Description of the task:
Output every entry exactly, from the first line to the last.

Source material:
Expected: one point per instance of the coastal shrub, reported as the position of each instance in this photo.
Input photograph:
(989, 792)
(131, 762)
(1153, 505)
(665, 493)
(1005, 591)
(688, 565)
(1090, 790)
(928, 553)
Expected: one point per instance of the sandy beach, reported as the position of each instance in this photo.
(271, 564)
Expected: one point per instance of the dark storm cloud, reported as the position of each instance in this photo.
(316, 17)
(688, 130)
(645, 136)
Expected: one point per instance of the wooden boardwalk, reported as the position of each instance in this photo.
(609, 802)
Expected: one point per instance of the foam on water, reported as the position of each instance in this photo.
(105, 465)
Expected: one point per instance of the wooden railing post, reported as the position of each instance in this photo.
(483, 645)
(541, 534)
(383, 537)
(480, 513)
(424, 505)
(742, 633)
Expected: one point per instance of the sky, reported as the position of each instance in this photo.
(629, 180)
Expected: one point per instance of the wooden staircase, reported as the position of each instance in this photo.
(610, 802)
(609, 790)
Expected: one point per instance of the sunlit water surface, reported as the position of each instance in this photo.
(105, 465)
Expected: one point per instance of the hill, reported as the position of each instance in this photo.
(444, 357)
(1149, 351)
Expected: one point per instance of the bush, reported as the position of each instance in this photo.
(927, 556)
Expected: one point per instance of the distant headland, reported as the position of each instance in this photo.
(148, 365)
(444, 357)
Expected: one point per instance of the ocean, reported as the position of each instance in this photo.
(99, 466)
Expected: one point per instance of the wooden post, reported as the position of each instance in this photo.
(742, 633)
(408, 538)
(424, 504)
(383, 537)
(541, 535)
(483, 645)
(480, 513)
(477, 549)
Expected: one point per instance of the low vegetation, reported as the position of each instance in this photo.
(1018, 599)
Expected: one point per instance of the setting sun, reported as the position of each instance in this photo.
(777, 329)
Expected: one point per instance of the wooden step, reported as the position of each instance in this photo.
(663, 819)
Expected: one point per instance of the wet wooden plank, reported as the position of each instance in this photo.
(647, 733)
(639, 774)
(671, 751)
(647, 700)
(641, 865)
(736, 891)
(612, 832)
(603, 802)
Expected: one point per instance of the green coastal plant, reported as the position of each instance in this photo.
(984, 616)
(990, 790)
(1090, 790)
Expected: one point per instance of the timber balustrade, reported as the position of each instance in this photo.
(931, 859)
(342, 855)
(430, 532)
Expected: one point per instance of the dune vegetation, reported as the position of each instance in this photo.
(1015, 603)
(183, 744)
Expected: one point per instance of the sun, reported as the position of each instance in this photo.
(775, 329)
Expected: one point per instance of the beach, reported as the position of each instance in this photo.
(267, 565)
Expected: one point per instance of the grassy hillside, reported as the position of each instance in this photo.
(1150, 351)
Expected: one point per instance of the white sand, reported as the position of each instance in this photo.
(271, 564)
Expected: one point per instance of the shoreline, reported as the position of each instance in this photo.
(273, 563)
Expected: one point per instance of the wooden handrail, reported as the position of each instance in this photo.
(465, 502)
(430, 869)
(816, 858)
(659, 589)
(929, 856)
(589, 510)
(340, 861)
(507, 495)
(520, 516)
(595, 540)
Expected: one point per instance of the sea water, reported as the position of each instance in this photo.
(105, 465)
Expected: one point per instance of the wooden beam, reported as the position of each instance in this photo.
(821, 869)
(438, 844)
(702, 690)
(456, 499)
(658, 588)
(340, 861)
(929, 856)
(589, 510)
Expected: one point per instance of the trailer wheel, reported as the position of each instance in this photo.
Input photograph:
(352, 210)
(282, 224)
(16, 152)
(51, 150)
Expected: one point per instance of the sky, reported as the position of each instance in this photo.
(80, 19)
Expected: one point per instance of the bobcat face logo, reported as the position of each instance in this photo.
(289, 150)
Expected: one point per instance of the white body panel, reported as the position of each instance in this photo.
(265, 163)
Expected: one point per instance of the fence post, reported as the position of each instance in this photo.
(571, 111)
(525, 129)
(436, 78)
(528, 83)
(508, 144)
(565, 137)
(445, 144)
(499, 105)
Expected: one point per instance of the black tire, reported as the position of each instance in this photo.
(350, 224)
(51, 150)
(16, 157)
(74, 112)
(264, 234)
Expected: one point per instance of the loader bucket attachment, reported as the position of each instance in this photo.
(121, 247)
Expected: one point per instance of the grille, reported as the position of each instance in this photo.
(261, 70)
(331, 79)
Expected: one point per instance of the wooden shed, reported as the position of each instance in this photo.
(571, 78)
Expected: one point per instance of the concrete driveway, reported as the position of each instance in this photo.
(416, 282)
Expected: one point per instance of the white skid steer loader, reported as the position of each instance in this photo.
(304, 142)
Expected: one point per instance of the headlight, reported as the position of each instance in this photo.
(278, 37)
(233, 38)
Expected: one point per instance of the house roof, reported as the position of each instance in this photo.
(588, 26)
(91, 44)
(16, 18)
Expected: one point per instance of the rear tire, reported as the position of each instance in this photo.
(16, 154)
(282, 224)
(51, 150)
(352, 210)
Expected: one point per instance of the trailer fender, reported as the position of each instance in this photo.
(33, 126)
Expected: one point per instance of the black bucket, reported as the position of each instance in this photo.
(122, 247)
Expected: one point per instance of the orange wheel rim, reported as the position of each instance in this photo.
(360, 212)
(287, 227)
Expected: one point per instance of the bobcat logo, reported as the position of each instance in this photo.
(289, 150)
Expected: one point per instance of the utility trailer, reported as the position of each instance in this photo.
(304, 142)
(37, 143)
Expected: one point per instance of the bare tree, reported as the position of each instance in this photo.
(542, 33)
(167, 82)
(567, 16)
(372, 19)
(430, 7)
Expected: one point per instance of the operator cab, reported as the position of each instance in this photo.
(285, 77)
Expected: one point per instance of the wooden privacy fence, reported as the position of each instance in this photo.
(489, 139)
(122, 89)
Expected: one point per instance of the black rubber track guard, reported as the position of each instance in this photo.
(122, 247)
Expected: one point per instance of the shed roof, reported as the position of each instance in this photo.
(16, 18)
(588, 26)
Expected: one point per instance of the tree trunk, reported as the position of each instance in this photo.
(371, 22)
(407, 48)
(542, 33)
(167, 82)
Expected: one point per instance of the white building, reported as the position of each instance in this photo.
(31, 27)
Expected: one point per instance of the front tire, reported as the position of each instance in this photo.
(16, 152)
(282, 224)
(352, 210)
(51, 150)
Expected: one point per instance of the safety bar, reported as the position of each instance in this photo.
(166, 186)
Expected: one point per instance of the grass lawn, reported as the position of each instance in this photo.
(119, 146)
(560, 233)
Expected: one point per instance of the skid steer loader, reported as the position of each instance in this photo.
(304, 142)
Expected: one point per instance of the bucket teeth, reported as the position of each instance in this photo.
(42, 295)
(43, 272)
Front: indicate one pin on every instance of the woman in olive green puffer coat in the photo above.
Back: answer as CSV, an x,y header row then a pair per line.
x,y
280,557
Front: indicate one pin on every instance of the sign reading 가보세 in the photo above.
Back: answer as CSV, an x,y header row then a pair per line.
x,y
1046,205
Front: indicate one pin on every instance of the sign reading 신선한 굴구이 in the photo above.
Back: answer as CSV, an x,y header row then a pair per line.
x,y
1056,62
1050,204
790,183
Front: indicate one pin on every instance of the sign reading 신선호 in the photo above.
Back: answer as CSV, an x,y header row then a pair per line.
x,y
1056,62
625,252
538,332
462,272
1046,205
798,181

Answer to this problem:
Expected: one point per instance of the coastal shrub, reported as the position of each instance in this photo.
Input photograph:
(989, 792)
(131, 762)
(1153, 505)
(665, 493)
(1005, 591)
(688, 565)
(1090, 790)
(928, 553)
Expected: one point per instance of the sandy beach, reported as the position of each instance in this photo.
(271, 564)
Expected: one point per instance of the dark storm cloud, reported as the position of each instance in this photo.
(316, 17)
(688, 130)
(645, 136)
Expected: one point per instance of the wooden boardwalk, reported as the position of each instance in this photo.
(609, 802)
Expected: one point per instance of the foam on water, reported as the position of each instance in this photo.
(105, 465)
Expected: one point per instance of the wooden railing post, reported as the position of each instance in this photo.
(483, 645)
(541, 534)
(383, 537)
(480, 513)
(424, 505)
(742, 633)
Expected: one point per instance of the sky, reported as the position of each instance in this photo.
(629, 180)
Expected: one point per instance of the wooden staircase, reported as the position of each instance in this photo.
(610, 802)
(609, 790)
Expected: one point per instance of the sunlit water surface, reported as the position of each instance in this photo.
(105, 465)
Expected: one point per instance of the hill, reported as the position of each instance in this photo.
(444, 357)
(1149, 351)
Expected: one point per instance of the bush, reported as the position of each instance in this photo.
(927, 556)
Expected: one point per instance of the distant headland, reported as the position of each instance in this photo.
(148, 365)
(444, 357)
Expected: one point per instance of the ocean, reported as the position of each instance in this photo.
(99, 466)
Expected: one point per instance of the wooden post, reported as the position of each instance in this photo.
(742, 633)
(408, 538)
(424, 504)
(383, 537)
(541, 535)
(483, 645)
(480, 513)
(477, 549)
Expected: one point per instance of the low vegetation, reported as the position of each instance in this photo.
(1018, 599)
Expected: one point per instance of the setting sun, reported as the position of each instance in this photo.
(777, 329)
Expected: one point per instance of the wooden step, reported as the position of each instance in this photo.
(663, 819)
Expected: one point per instance of the wet wooden plank, reported as the position of each instance in this photo.
(647, 733)
(639, 774)
(671, 751)
(647, 700)
(641, 865)
(736, 891)
(612, 832)
(603, 802)
Expected: one point per instance of the green coastal plant, reported as the position of each instance in this photo.
(984, 616)
(990, 790)
(1090, 790)
Expected: one point per instance of the timber balustrade, reported as the position of each instance in this photo.
(931, 859)
(342, 855)
(430, 532)
Expected: one point per instance of the dune vegetation, reported as the position of each instance in this photo.
(1015, 603)
(183, 744)
Expected: one point per instance of the sun, reported as the position of each instance in this photo.
(775, 329)
Expected: one point per instance of the beach, reported as the position of each instance in this photo.
(267, 565)
Expected: one point per instance of the grassy hillside, reported as the position of each instance in this photo.
(1150, 351)
Expected: one point per instance of the white sand, reported as the position of each instance in this photo.
(271, 564)
Expected: one point per instance of the shoreline, reported as the position of each instance in this photo.
(273, 563)
Expected: one point per instance of the wooden handrail, reported as the position of each instance in this photo.
(465, 502)
(430, 869)
(816, 858)
(659, 589)
(929, 856)
(589, 510)
(340, 861)
(507, 495)
(520, 516)
(595, 540)
Expected: one point per instance of the sea water, reported as the position of each instance in this photo.
(105, 465)
Expected: one point per instance of the wooden beam, reported as the position of each instance in this photo.
(821, 869)
(438, 844)
(702, 690)
(456, 499)
(658, 588)
(340, 861)
(929, 856)
(589, 510)
Expected: one point per instance of the trailer wheel, reported as the position of each instance in this photo.
Input photograph:
(352, 210)
(282, 224)
(16, 152)
(51, 150)
Expected: one point per instance of the sky, reported as the position of each instance in this photo.
(80, 19)
Expected: one point per instance of the bobcat face logo, reported as the position of each instance in this photo.
(289, 150)
Expected: one point per instance of the white body panel, reported as the position of each instance in this photo.
(265, 163)
Expected: one point per instance of the fence post, reported as the position of each instance in this photo.
(571, 111)
(525, 129)
(436, 78)
(528, 83)
(508, 144)
(565, 137)
(445, 144)
(499, 105)
Expected: one point per instance of the black tire, reported as the position of each instance in this photo.
(350, 224)
(51, 150)
(16, 157)
(74, 112)
(264, 234)
Expected: one point per instance of the loader bucket attachment, reported as the position of each instance in this photo.
(121, 247)
Expected: one point per instance of the grille, reported as the position of each instance in this photo.
(261, 70)
(331, 79)
Expected: one point per instance of the wooden shed, reported as the position of each instance in this photo.
(571, 78)
Expected: one point per instance of the concrete driveway, reported as the position of each instance in this photo.
(416, 282)
Expected: one point per instance of the white skid steer loader, reported as the position of each instance in this photo.
(304, 142)
Expected: one point per instance of the headlight, reported as the position of each instance in this photo.
(278, 37)
(233, 38)
Expected: one point per instance of the house roof, reported as the position of each instance in this photo.
(588, 26)
(91, 44)
(16, 18)
Expected: one point per instance of the rear tire, reported as the position of each instance in this photo.
(16, 154)
(282, 224)
(51, 150)
(352, 210)
Expected: one point per instance of the trailer fender, reported as the position of each instance in this photo.
(33, 126)
Expected: one point per instance of the black bucket, reported as the position of each instance in this photo.
(122, 247)
Expected: one point per instance of the orange wheel rim, reported as the position of each instance in this photo.
(360, 212)
(287, 227)
Expected: one point per instance of the bobcat logo, reported as the position of each instance in this photo.
(289, 150)
Expected: one point per instance of the utility trailer, reported as the position of each instance in this photo.
(304, 142)
(37, 143)
Expected: one point per instance of the bare tree, reported as the position of each instance in this photo.
(542, 33)
(167, 82)
(567, 16)
(372, 19)
(430, 7)
Expected: one point per instance of the operator cab, reported as the position of each instance in this photo.
(285, 77)
Expected: one point per instance of the wooden privacy fence, reported as the position of each instance in this photo.
(489, 139)
(122, 89)
Expected: one point per instance of the black rubber track guard, reported as the position of each instance in this photo.
(122, 247)
Expected: one point per instance of the shed roof, reported as the position of each instance in this photo.
(16, 18)
(588, 26)
Expected: one point per instance of the tree trunk, reported as the position of each instance in this photo.
(371, 22)
(407, 48)
(542, 33)
(167, 82)
Expected: one point per instance of the white building, reported as the position of each instance in this photo.
(31, 27)
Expected: one point per instance of the front tire, reported as the position of each instance in this photo.
(16, 152)
(282, 224)
(352, 210)
(51, 150)
Expected: one point per instance of the safety bar, reported as the position of each instance in this photo.
(166, 186)
Expected: one point per instance of the grass lawn, reported as the position of each instance in this photo.
(119, 146)
(560, 233)
Expected: one point per instance of the skid steer loader, reported as the position of each instance in this photo.
(304, 142)
Expected: one point per instance of the bucket teeth, reported as the position of each instance in this photo.
(42, 295)
(43, 272)
Front: indicate one pin on every instance of the woman in olive green puffer coat in the photo above.
Back: answer as CSV, an x,y header row then a pair per line.
x,y
280,557
Front: indicate one pin on every instance of the sign reading 가보세 in the photo above.
Back: answer as CSV, an x,y header row then a pair per line.
x,y
1046,205
Front: indicate one pin on every instance of the sign reading 신선한 굴구이 in the photo above.
Back: answer as CSV, an x,y header row then a pair per line.
x,y
1056,62
1050,204
790,183
Front: indicate one pin on every instance of the sign reading 신선호 in the photo above.
Back: answer as CSV, an x,y header row then a pair per line.
x,y
1056,62
625,252
538,332
462,272
1046,205
798,181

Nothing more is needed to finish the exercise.